[Collection entries]
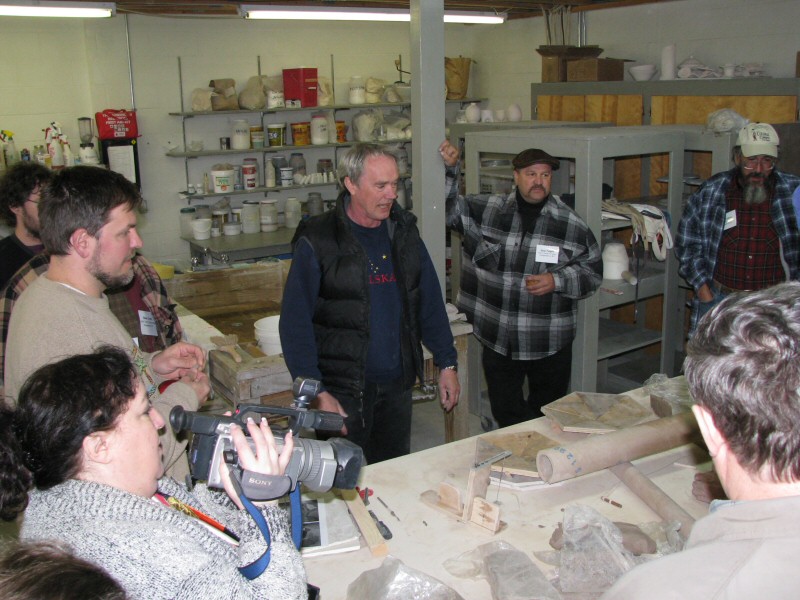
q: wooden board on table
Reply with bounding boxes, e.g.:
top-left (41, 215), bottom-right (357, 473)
top-left (542, 392), bottom-right (655, 434)
top-left (476, 432), bottom-right (557, 478)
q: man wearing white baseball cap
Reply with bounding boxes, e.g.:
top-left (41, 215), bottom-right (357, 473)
top-left (676, 122), bottom-right (800, 333)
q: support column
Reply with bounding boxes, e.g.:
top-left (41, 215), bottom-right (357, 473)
top-left (410, 0), bottom-right (446, 298)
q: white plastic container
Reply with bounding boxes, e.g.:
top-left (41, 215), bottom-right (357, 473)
top-left (242, 201), bottom-right (261, 234)
top-left (254, 315), bottom-right (282, 356)
top-left (285, 197), bottom-right (301, 229)
top-left (310, 114), bottom-right (329, 145)
top-left (260, 199), bottom-right (279, 232)
top-left (348, 76), bottom-right (366, 104)
top-left (191, 218), bottom-right (212, 240)
top-left (231, 119), bottom-right (251, 150)
top-left (211, 169), bottom-right (235, 193)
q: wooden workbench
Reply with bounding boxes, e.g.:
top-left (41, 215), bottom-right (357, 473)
top-left (303, 386), bottom-right (710, 599)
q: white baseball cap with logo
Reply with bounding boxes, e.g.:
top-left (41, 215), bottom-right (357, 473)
top-left (737, 123), bottom-right (780, 158)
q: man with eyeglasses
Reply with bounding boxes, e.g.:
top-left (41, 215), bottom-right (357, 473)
top-left (0, 162), bottom-right (51, 289)
top-left (676, 123), bottom-right (800, 333)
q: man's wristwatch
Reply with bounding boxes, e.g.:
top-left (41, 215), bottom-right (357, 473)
top-left (441, 364), bottom-right (458, 373)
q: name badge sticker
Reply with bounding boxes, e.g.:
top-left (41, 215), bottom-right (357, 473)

YOUR GOAL: For the string "baseball", go through the entries above and copy each line where it occurs.

EXERCISE OUTPUT:
q: man wearing white baseball cap
q: white baseball cap with logo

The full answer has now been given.